BEGIN Source passage
This can be broken into three levels of hierarchy.

The executive level is the level VP and above - they write checks. If you
don't spend the company's money - you are not at this level. They spend money
on programs. They don't know or need to know (or care about) specifics. They
are only concerned with the investment and not even individual investments but
the organization as a whole.

The bottom level is the IT worker. They are the programmers, managers, etc..
that carry out the specific tasks, do the work.

In between is the (often called Sr. Managers, Acct execs, or VPs in
consulting). Not straight sales guys (which is a specific skill, and who are
specifically there to close, that's a different breed).

These are the schmoozers. Project people (level 3) have to report to them and
they typically hold pretty decent amount of power (reporting to the CEO of a
smaller IT consulting or svcs firm, or a COO or SVP in a larger firm). They
get credit, sometimes deserved, for bringing in business, so they have power -
AND they are often completely incompetent in knowing what to look for and
managing a project to success.

They have the power and they don't know what to do, or won't do it. The
managers below them, experienced team leads, etc.. know what to do but don't
have the power or resources under their control.

It fails at this level, and the level 3 folks (proj mangers, leads, dev,
etc..) are not directed appropriately. They may be the greatest team leads and
developers etc.. in the world, and the project still fails.

------
rdtsc
Because we can't estimate things well. We have played with small demos and
examples, solved homework problems (in college). We remember how successful we
were picking up and coding new APIs and ideas.
END Source passage
Tasks>
- A) Copy out part of the forum passage on management levels word for word, starting at the words "The executive level" and ending after "as a whole.".
- B) Rewrite the rows from the line that contains "A single pin marks each instance of the dark trousers." through the end of the rows, requests included, adding 48 to every x and y value in the answer coordinates. Handle only those lines.
BEGIN Input material
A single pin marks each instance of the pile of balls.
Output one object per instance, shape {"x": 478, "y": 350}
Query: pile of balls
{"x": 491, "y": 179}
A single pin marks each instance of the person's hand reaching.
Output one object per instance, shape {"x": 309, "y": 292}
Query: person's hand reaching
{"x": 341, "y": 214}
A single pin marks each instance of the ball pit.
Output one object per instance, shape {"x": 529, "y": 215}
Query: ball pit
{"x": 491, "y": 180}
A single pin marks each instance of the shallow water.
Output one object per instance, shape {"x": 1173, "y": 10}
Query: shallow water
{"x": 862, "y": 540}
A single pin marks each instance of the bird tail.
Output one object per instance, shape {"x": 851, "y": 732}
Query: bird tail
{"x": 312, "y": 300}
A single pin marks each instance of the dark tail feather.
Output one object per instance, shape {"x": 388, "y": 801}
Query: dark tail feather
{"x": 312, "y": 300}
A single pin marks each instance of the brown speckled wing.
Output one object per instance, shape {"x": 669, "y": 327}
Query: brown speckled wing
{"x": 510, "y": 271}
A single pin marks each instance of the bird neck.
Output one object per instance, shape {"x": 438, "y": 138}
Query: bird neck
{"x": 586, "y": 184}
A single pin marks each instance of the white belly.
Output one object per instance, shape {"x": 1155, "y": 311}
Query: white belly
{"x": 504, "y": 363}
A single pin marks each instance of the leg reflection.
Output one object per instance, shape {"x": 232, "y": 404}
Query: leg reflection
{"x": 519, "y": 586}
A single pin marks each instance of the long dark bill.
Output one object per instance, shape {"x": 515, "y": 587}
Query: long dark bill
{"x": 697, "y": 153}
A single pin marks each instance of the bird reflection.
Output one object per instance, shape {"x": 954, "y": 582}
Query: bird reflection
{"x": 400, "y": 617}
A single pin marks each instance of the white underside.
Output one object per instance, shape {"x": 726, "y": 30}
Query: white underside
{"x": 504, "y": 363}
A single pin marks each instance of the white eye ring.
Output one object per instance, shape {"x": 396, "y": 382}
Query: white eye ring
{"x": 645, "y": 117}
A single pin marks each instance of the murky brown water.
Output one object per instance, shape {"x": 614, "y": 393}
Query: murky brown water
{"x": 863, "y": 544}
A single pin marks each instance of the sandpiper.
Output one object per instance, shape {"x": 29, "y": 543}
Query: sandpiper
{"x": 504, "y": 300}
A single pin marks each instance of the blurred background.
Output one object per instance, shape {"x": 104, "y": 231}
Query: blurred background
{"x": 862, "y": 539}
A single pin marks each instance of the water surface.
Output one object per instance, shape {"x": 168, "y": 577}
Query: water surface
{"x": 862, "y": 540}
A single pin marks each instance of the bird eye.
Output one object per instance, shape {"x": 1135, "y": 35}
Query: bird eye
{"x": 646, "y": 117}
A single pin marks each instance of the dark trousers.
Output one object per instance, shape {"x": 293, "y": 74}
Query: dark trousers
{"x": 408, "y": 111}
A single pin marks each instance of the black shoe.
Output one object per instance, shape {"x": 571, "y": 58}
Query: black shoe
END Input material
Answers>
- A)
The executive level is the level VP and above - they write checks. If you
don't spend the company's money - you are not at this level. They spend money
on programs. They don't know or need to know (or care about) specifics. They
are only concerned with the investment and not even individual investments but
the organization as a whole.

- B)
A single pin marks each instance of the dark trousers.
Output one object per instance, shape {"x": 293, "y": 74}
Query: dark trousers
{"x": 456, "y": 159}
A single pin marks each instance of the black shoe.
Output one object per instance, shape {"x": 571, "y": 58}
Query: black shoe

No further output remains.